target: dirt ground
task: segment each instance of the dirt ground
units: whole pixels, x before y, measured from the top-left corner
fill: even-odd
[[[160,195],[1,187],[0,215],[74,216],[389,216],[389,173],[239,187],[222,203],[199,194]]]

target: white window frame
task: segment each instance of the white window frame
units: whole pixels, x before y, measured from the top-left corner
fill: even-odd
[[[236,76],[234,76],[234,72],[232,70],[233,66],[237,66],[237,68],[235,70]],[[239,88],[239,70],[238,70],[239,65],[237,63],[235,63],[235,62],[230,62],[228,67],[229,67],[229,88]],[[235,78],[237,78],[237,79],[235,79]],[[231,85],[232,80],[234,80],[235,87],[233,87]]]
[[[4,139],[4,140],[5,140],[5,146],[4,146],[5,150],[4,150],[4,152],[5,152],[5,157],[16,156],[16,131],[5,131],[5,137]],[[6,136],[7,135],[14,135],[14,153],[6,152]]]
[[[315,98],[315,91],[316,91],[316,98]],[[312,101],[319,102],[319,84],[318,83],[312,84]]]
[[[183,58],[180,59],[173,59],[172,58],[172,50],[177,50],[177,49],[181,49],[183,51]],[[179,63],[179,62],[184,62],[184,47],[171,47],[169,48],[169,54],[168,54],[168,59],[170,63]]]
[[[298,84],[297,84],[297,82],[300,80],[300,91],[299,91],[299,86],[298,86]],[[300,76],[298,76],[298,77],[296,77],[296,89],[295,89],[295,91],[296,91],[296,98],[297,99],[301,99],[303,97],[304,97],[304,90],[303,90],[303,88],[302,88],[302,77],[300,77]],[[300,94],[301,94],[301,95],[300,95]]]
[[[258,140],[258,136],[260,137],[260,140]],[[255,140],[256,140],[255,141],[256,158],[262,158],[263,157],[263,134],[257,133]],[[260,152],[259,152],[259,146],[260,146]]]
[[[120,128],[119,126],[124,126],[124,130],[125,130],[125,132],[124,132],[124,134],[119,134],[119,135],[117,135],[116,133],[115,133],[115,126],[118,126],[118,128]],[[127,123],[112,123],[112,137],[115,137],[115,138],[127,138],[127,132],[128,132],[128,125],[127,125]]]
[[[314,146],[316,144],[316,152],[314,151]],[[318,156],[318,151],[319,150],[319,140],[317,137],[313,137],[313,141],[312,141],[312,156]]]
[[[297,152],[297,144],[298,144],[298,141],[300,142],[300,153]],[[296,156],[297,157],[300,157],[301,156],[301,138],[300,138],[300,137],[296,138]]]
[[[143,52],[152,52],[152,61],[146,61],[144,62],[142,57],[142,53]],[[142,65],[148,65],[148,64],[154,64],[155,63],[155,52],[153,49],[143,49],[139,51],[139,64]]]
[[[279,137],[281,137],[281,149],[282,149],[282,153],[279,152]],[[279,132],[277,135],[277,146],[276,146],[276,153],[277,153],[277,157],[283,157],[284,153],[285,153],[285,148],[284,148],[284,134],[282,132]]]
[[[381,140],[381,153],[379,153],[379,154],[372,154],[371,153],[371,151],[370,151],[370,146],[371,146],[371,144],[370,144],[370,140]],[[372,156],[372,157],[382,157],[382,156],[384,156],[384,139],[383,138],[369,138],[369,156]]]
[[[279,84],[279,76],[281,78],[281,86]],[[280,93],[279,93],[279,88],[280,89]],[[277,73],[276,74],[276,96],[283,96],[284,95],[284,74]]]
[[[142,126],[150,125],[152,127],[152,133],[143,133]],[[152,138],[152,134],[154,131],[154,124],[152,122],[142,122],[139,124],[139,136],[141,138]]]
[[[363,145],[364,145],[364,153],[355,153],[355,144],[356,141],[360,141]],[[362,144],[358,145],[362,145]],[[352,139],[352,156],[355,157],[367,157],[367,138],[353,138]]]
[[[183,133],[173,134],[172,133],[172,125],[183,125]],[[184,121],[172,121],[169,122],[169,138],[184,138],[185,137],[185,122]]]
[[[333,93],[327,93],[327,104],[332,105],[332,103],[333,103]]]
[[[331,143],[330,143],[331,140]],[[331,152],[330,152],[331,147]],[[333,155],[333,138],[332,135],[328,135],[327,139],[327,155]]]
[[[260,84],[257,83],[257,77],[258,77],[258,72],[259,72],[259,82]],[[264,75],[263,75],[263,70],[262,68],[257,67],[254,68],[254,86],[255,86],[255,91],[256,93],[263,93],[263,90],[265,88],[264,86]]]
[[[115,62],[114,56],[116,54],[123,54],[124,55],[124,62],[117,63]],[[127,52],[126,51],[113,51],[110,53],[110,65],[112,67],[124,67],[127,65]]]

□ □ □ □ □ □ □

WORK TO COMPLETE: From the listing above, extract every line exactly as it stands.

ANSWER TO THE TASK:
target: dirt ground
task: segment each instance of the dirt ground
units: whole pixels, x before y, measured from the top-left corner
fill: even-odd
[[[160,195],[1,187],[0,215],[74,216],[389,216],[389,173],[239,187],[222,203],[199,194]]]

target: white window frame
task: segment each instance of the white window frame
units: whole pixels, x before y, measured from the top-left corner
fill: even-odd
[[[236,76],[234,76],[234,72],[232,70],[233,66],[237,66],[237,68],[235,70]],[[239,88],[239,70],[238,70],[239,65],[237,63],[235,63],[235,62],[230,62],[228,67],[229,67],[229,88]],[[235,78],[237,78],[237,79],[235,79]],[[231,85],[232,80],[234,80],[235,87],[233,87]]]
[[[4,139],[4,140],[5,140],[5,146],[4,146],[5,150],[4,150],[4,152],[5,152],[5,157],[16,156],[16,131],[5,131],[5,137]],[[6,136],[7,135],[14,135],[14,153],[6,152]]]
[[[315,98],[315,91],[316,91],[316,98]],[[312,101],[319,102],[319,84],[318,83],[312,84]]]
[[[183,58],[180,59],[173,59],[172,58],[172,50],[177,50],[177,49],[181,49],[183,51]],[[179,63],[179,62],[184,62],[184,47],[171,47],[169,48],[169,54],[168,54],[168,59],[170,63]]]
[[[298,84],[297,84],[297,82],[300,80],[300,91],[299,91],[299,86],[298,86]],[[300,76],[298,76],[298,77],[296,77],[296,89],[295,89],[295,91],[296,91],[296,98],[297,99],[301,99],[303,97],[304,97],[304,90],[303,90],[303,88],[302,88],[302,77],[300,77]],[[300,94],[301,94],[301,95],[300,95]]]
[[[258,140],[258,136],[260,137],[260,140]],[[255,140],[256,140],[255,141],[256,158],[262,158],[263,157],[263,134],[257,133]],[[260,152],[259,152],[259,146],[260,146]]]
[[[120,128],[119,126],[124,126],[124,130],[125,130],[125,132],[124,132],[124,134],[119,134],[119,135],[117,135],[116,133],[115,133],[115,126],[118,126],[118,128]],[[127,123],[112,123],[112,137],[115,137],[115,138],[127,138],[127,132],[128,132],[128,125],[127,125]]]
[[[314,146],[316,144],[316,152],[314,151]],[[318,156],[318,151],[319,150],[319,140],[317,137],[313,137],[313,141],[312,141],[312,156]]]
[[[297,152],[297,144],[298,144],[298,141],[300,142],[300,153]],[[296,156],[297,157],[300,157],[301,156],[301,138],[300,138],[300,137],[296,138]]]
[[[143,52],[152,52],[152,61],[146,61],[144,62],[142,57],[142,53]],[[142,65],[148,65],[148,64],[154,64],[155,63],[155,52],[153,49],[143,49],[139,51],[139,64]]]
[[[279,137],[281,137],[281,149],[282,149],[282,153],[279,152]],[[279,132],[277,135],[277,146],[276,146],[276,153],[277,153],[277,157],[283,157],[284,153],[285,153],[285,148],[284,148],[284,134],[282,132]]]
[[[381,140],[381,153],[379,153],[379,154],[372,154],[371,153],[371,151],[370,151],[370,146],[371,146],[371,144],[370,144],[370,140]],[[372,156],[372,157],[382,157],[382,156],[384,156],[384,139],[383,138],[369,138],[369,156]]]
[[[279,84],[279,76],[281,78],[281,86]],[[280,93],[279,93],[279,88],[280,89]],[[277,73],[276,74],[276,96],[283,96],[284,95],[284,74]]]
[[[142,126],[150,125],[152,127],[152,133],[143,133]],[[152,138],[152,134],[154,131],[154,124],[152,122],[142,122],[139,124],[139,136],[141,138]]]
[[[363,145],[364,145],[364,153],[355,153],[355,144],[356,141],[360,141]],[[362,144],[358,145],[362,145]],[[352,139],[352,156],[355,157],[367,157],[367,138],[353,138]]]
[[[183,133],[173,134],[172,133],[172,125],[183,125]],[[184,121],[172,121],[169,122],[169,138],[184,138],[185,137],[185,122]]]
[[[333,93],[327,93],[327,104],[332,105],[332,103],[333,103]]]
[[[331,143],[330,143],[331,140]],[[331,152],[330,152],[331,147]],[[333,155],[333,138],[332,135],[328,135],[327,139],[327,155]]]
[[[260,84],[257,83],[257,77],[258,77],[258,72],[259,72],[259,82]],[[264,75],[263,75],[263,70],[262,68],[257,67],[254,68],[254,86],[255,86],[255,91],[256,93],[263,93],[263,90],[265,88],[264,86]]]
[[[115,62],[114,56],[116,54],[123,54],[124,55],[124,62],[117,63]],[[127,52],[126,51],[113,51],[110,53],[110,65],[112,67],[124,67],[127,65]]]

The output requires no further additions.